*** DATA UNDER STUDY

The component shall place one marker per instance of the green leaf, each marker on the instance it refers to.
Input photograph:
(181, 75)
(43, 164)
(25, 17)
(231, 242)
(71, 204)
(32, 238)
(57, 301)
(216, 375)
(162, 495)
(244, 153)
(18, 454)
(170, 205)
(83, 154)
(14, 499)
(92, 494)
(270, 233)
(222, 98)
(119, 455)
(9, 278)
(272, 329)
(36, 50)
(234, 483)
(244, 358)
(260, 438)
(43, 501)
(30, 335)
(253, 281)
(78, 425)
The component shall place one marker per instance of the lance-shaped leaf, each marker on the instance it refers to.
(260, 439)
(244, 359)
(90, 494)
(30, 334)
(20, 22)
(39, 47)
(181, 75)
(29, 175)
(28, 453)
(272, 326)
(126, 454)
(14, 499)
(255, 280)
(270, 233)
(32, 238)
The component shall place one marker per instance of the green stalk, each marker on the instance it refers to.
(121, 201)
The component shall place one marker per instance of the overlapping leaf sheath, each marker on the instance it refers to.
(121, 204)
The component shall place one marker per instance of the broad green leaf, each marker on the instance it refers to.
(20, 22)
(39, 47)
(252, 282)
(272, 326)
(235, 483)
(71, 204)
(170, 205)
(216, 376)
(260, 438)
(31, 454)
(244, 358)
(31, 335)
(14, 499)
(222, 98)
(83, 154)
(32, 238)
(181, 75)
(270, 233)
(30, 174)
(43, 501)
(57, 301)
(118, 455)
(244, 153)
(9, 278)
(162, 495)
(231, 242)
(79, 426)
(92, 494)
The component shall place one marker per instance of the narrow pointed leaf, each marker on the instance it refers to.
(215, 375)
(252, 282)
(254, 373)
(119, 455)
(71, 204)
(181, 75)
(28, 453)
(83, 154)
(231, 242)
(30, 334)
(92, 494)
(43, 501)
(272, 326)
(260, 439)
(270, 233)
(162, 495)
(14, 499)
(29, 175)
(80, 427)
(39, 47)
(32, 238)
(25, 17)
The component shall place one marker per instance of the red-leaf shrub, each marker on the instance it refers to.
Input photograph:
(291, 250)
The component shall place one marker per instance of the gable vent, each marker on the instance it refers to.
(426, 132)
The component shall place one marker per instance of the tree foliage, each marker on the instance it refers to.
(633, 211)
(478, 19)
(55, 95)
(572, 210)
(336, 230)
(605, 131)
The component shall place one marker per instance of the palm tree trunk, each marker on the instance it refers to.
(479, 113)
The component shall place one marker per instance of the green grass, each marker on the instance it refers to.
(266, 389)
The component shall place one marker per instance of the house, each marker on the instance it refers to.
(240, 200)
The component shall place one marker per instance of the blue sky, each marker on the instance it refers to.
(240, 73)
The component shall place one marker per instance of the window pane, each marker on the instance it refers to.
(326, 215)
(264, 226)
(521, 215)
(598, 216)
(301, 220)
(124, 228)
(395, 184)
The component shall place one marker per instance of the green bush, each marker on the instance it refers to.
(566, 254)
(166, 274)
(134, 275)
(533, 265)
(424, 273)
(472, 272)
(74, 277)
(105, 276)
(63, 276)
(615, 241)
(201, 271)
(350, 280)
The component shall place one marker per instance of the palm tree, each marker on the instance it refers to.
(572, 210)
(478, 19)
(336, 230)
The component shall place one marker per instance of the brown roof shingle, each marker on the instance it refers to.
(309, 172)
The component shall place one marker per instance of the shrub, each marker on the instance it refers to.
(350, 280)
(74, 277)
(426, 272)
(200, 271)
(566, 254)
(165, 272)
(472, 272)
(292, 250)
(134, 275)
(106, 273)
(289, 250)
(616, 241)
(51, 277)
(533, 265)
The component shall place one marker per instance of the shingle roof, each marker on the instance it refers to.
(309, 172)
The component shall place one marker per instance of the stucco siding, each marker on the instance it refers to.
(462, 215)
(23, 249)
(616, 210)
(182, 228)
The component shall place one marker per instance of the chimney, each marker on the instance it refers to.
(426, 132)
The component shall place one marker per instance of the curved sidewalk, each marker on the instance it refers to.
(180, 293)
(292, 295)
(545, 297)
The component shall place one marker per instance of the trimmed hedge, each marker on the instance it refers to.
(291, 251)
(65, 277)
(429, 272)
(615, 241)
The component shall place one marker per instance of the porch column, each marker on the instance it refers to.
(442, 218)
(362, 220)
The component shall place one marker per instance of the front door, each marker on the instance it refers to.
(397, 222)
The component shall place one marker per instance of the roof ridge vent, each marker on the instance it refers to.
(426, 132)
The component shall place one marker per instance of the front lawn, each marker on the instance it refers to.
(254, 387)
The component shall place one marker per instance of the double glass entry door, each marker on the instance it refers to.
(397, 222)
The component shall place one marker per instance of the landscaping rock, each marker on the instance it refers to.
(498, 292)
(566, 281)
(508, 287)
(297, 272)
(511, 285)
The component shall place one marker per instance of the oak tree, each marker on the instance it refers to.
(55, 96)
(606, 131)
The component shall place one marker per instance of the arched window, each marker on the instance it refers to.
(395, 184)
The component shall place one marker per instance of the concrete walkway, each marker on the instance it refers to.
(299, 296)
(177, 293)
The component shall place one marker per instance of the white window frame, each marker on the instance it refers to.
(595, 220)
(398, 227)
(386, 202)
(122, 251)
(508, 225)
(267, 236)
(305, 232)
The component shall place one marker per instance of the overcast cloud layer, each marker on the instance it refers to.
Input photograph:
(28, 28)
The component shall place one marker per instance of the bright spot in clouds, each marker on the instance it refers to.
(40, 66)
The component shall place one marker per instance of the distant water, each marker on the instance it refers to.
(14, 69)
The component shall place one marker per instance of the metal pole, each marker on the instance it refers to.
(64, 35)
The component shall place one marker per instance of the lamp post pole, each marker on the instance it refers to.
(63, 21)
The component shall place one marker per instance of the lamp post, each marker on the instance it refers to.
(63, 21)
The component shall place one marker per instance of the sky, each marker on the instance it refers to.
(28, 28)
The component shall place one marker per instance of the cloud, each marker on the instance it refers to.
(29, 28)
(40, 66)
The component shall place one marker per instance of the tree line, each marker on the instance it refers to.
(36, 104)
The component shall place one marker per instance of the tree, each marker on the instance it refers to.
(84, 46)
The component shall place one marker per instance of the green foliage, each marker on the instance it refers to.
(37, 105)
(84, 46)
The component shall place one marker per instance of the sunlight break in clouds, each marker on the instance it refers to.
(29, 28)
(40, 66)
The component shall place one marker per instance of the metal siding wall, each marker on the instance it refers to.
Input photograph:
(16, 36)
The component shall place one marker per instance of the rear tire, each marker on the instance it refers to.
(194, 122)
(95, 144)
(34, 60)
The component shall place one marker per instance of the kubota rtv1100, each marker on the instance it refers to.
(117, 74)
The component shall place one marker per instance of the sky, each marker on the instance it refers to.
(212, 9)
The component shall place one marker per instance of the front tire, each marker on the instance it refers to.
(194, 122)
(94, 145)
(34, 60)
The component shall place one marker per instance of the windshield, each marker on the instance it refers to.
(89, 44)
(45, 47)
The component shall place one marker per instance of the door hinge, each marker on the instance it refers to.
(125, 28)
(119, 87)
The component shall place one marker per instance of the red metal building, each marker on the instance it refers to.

******

Transcribe the data exactly.

### REPLY TO THE TASK
The component shall place one marker per instance of the green leaf, each marker on the instance it refers to.
Input photograph:
(181, 75)
(43, 164)
(25, 17)
(231, 242)
(71, 204)
(32, 238)
(57, 301)
(216, 375)
(162, 495)
(244, 153)
(18, 454)
(170, 205)
(83, 154)
(14, 499)
(92, 494)
(270, 233)
(222, 98)
(119, 455)
(9, 278)
(272, 329)
(36, 50)
(234, 483)
(244, 358)
(260, 438)
(43, 501)
(30, 335)
(253, 281)
(78, 425)
The component shall place one marker per instance of the lance-shaped leaf, each marker on the instance it refers to.
(260, 439)
(244, 359)
(90, 494)
(30, 334)
(20, 22)
(39, 47)
(181, 75)
(29, 175)
(28, 453)
(272, 326)
(126, 454)
(14, 499)
(255, 280)
(270, 233)
(32, 238)
The component shall place one marker per instance of the green stalk, each marker on the instance it refers to.
(121, 201)
The component shall place one marker per instance of the overlapping leaf sheath, each marker on the instance it refers to.
(121, 204)
The component shall place one marker per instance of the broad green leaf, each marker on the instance it refers to.
(20, 22)
(39, 47)
(252, 282)
(272, 326)
(235, 483)
(71, 204)
(170, 205)
(216, 376)
(260, 438)
(31, 454)
(244, 358)
(31, 335)
(14, 499)
(222, 98)
(83, 154)
(32, 238)
(181, 75)
(270, 233)
(30, 174)
(43, 501)
(57, 301)
(118, 455)
(244, 153)
(9, 278)
(162, 495)
(231, 242)
(79, 426)
(92, 494)
The component shall place one marker per instance of the narrow pointed leaf, each marker on the instance it refers to.
(215, 375)
(252, 282)
(254, 373)
(119, 455)
(71, 204)
(181, 75)
(28, 453)
(83, 154)
(231, 242)
(30, 334)
(92, 494)
(43, 501)
(272, 326)
(260, 439)
(270, 233)
(162, 495)
(14, 499)
(29, 175)
(80, 427)
(39, 47)
(32, 238)
(25, 17)
The component shall place one marker per instance of the red-leaf shrub, each marker on the instance it refers to.
Input photograph:
(291, 250)
The component shall place one marker per instance of the gable vent, each marker on the instance it refers to.
(426, 132)
The component shall place one marker per instance of the tree foliage, each marker on the instance it refers to.
(633, 211)
(478, 19)
(55, 95)
(572, 210)
(336, 230)
(605, 131)
The component shall place one marker per instance of the palm tree trunk, each marker on the instance it refers to.
(479, 113)
The component shall place one marker per instance of the green grass, each marker on the instance it refers to.
(266, 389)
The component shall place one marker per instance of the house, each marker on the instance it refers to.
(240, 200)
The component shall place one marker per instance of the blue sky, each marker on the instance it refers to.
(240, 73)
The component shall place one marker per instance of the window pane, each marker on the instance it refers to.
(326, 215)
(264, 226)
(521, 215)
(598, 216)
(301, 220)
(124, 228)
(395, 184)
The component shall place one marker per instance of the green bush, each marker on the instance it refers to.
(566, 254)
(166, 274)
(134, 275)
(533, 265)
(424, 273)
(472, 272)
(74, 277)
(105, 276)
(63, 276)
(615, 241)
(201, 271)
(350, 280)
The component shall place one marker per instance of the palm tree, each marker on the instance it refers to.
(572, 210)
(478, 19)
(336, 230)
The component shall place one marker per instance of the brown roof shingle, each marker on the instance it refers to.
(309, 172)
The component shall place one marker per instance of the shrub, each marker on the instance it refers to.
(350, 280)
(74, 277)
(426, 272)
(200, 271)
(566, 254)
(165, 272)
(472, 272)
(292, 250)
(134, 275)
(106, 273)
(289, 250)
(616, 241)
(51, 277)
(533, 265)
The component shall place one marker per instance of the shingle roof, each marker on the instance it refers to.
(309, 172)
The component shall place one marker per instance of the stucco siding, each marker on the instance it refers to.
(462, 215)
(23, 249)
(616, 210)
(182, 228)
The component shall place one marker per instance of the chimney, each marker on the instance it refers to.
(426, 132)
The component shall place one marker per instance of the curved sidewalk, each marker on the instance it refers to.
(180, 293)
(292, 295)
(545, 297)
The component shall place one marker per instance of the trimmed hedge, each marker on the instance it refers to.
(291, 251)
(65, 277)
(429, 272)
(615, 241)
The component shall place one marker per instance of the porch column, each marker on the instance it refers to.
(442, 218)
(362, 220)
The component shall place one marker per instance of the front door, each marker on the instance it refers to.
(397, 222)
The component shall place one marker per instance of the roof ridge vent, each marker on the instance it refers to.
(426, 132)
The component shall place one marker per instance of the front lawn, each marker on the instance it refers to.
(254, 387)
The component shall place one marker per instance of the double glass entry door, each marker on the instance it refers to.
(397, 222)
The component shall place one marker per instance of the landscaping rock, each marker on the instance it refers to.
(498, 292)
(566, 281)
(508, 287)
(297, 272)
(511, 285)
The component shall place one marker per instance of the oak tree, each marker on the instance it refers to.
(55, 96)
(606, 131)
The component shall place one marker per instance of the arched window, each marker on the instance it refers to.
(395, 184)
The component shall place one marker per instance of the concrete walkway, each marker on the instance it refers to.
(299, 296)
(177, 293)
The component shall place one marker per instance of the white window frame, each marker on the instance it refers to.
(595, 220)
(398, 227)
(386, 202)
(122, 251)
(508, 225)
(267, 236)
(305, 232)
The component shall place one marker per instance of the overcast cloud layer, each marker on the instance it refers to.
Input photograph:
(28, 28)
The component shall place one marker per instance of the bright spot in clouds, each marker on the instance it refers to.
(40, 66)
The component shall place one marker per instance of the distant water, each marker on the instance it refers to.
(14, 69)
The component shall place one marker per instance of the metal pole, each marker on the instance it refers to.
(64, 35)
The component shall place one marker per instance of the lamp post pole, each marker on the instance it refers to.
(63, 21)
The component shall place one marker per instance of the lamp post, each marker on the instance it refers to.
(63, 21)
The component shall place one marker per instance of the sky, each marker on the instance it refers to.
(28, 28)
The component shall place one marker per instance of the cloud, each marker on the instance it refers to.
(29, 28)
(40, 66)
The component shall place one marker per instance of the tree line, each marker on the instance it refers to.
(36, 104)
The component shall place one marker per instance of the tree, each marker on the instance it refers to.
(84, 46)
The component shall place one marker per instance of the green foliage, each marker on the instance it refers to.
(37, 105)
(84, 46)
The component shall place one marker per instance of the sunlight break in clouds, each marker on the instance it refers to.
(29, 28)
(40, 66)
The component shall place one marker per instance of the metal siding wall, each marker on the instance it refers to.
Input photograph:
(16, 36)
The component shall place one marker per instance of the rear tire, each marker on the instance it refers to.
(194, 122)
(95, 144)
(34, 60)
The component shall place one marker per instance of the kubota rtv1100, each marker on the instance it refers to.
(117, 74)
The component shall place one marker per instance of the sky, each marker on the instance it refers to.
(212, 9)
The component shall place one marker per instance of the front tire, each marker on the instance it refers to.
(194, 122)
(94, 145)
(34, 60)
The component shall place one marker per instance of the windshield, each marker on the instance it refers to.
(89, 44)
(45, 47)
The component shall place one marker per instance of the door hinge, each marker on the instance it refers to.
(125, 28)
(119, 87)
The component shall place one marker per instance of the red metal building, each marker on the instance it refers to.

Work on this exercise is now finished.